- [THE INPUT]
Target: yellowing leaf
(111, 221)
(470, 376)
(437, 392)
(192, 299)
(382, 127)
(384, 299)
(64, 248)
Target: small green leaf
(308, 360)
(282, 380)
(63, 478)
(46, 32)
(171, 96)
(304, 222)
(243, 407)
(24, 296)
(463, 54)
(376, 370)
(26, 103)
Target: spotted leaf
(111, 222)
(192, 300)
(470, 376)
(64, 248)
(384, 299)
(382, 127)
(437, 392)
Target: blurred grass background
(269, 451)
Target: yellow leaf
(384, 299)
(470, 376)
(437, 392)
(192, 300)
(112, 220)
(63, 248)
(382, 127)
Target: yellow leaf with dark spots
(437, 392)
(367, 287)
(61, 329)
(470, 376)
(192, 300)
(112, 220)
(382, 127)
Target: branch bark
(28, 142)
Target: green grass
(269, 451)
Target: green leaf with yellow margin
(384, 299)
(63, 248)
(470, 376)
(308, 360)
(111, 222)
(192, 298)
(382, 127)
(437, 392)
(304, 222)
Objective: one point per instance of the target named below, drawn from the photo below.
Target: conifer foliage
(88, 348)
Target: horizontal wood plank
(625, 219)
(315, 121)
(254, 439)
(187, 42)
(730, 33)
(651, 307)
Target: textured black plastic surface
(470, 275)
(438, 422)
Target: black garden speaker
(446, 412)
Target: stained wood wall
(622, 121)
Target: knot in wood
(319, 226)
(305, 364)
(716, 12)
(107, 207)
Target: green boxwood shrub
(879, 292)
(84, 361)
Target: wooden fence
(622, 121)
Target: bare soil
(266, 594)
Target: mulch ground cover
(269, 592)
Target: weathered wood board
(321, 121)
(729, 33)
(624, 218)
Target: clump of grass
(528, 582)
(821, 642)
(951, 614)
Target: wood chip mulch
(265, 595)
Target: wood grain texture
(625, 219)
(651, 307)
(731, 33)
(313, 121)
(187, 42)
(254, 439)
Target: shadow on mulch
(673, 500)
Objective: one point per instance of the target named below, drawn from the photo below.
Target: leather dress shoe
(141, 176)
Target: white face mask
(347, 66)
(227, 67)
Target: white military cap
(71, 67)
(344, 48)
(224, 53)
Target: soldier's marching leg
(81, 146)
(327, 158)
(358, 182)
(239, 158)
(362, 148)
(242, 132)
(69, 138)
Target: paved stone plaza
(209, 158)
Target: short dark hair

- [OBJECTIVE] Can you reproduce all of the data above line for line, leaving every character unchanged?

- [ANSWER TO THE TASK]
Target: yellowing leaf
(111, 221)
(470, 376)
(437, 392)
(192, 299)
(382, 127)
(384, 299)
(64, 248)
Target: small green leaf
(308, 360)
(282, 380)
(63, 478)
(46, 32)
(171, 96)
(304, 222)
(243, 407)
(24, 296)
(463, 54)
(376, 370)
(26, 103)
Target: spotted leaf
(111, 222)
(192, 300)
(470, 376)
(64, 248)
(384, 299)
(382, 127)
(437, 392)
Target: blurred grass background
(269, 451)
Target: yellow leaf
(384, 299)
(470, 376)
(437, 392)
(192, 300)
(112, 220)
(63, 248)
(382, 127)
Target: yellow leaf with dark spots
(437, 392)
(367, 287)
(61, 329)
(470, 376)
(192, 300)
(112, 220)
(382, 127)
Target: branch bark
(28, 142)
Target: green grass
(269, 451)
Target: green leaf with yellow margin
(384, 299)
(63, 248)
(470, 376)
(308, 360)
(111, 222)
(192, 298)
(382, 127)
(437, 392)
(304, 222)
Objective: one point per instance of the target named below, drawn from the photo below.
Target: conifer foliage
(88, 348)
Target: horizontal wood plank
(625, 219)
(315, 121)
(254, 439)
(187, 42)
(730, 33)
(651, 307)
Target: textured black plastic surface
(470, 275)
(438, 422)
Target: black garden speaker
(446, 412)
Target: stained wood wall
(622, 121)
Target: knot in wood
(319, 226)
(305, 364)
(716, 12)
(107, 207)
Target: green boxwood shrub
(879, 292)
(84, 361)
Target: wooden fence
(622, 121)
Target: bare soil
(266, 594)
Target: mulch ground cover
(269, 592)
Target: weathered wood board
(321, 121)
(729, 33)
(624, 218)
Target: clump of grass
(528, 582)
(821, 642)
(951, 614)
Target: wood chip mulch
(265, 595)
Target: wood grain texture
(625, 219)
(651, 307)
(731, 33)
(313, 121)
(187, 42)
(254, 439)
Target: shadow on mulch
(673, 500)
Objective: one point per instance of the target named below, drawn from the photo below.
Target: leather dress shoe
(141, 176)
Target: white face mask
(347, 66)
(227, 67)
Target: white military cap
(71, 67)
(344, 48)
(224, 53)
Target: soldier's marching leg
(81, 146)
(327, 158)
(358, 182)
(239, 158)
(362, 148)
(242, 132)
(69, 138)
Target: paved stone plaza
(209, 158)
Target: short dark hair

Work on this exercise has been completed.